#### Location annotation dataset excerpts

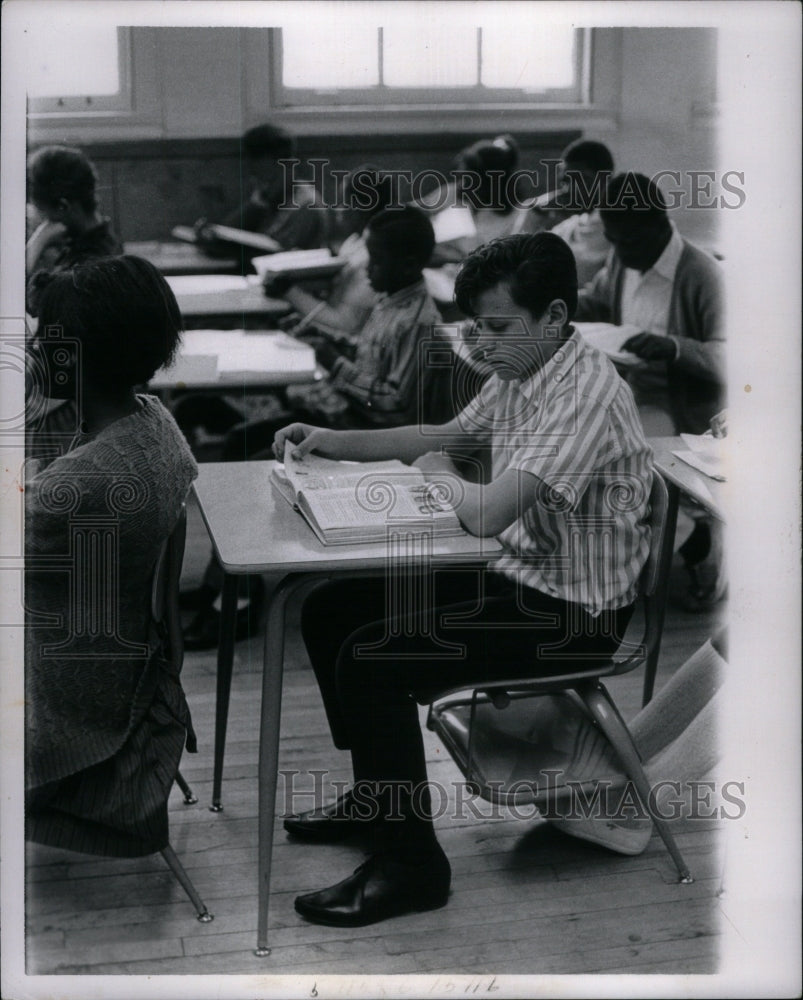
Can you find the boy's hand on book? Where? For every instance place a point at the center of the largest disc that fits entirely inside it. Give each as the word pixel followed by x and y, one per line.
pixel 651 347
pixel 306 438
pixel 434 462
pixel 327 353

#### Stated problem
Rewrite every row above, replacing "disc" with "circle" and keeping all other text unchanged. Omit the pictures from your answer.

#### Task result
Can you find the boy's hand on book? Where? For every instance place a point at the center of the largest circle that fits entirely inside it. Give each as the word pixel followed by x and y, one per line.
pixel 651 347
pixel 306 438
pixel 434 462
pixel 327 353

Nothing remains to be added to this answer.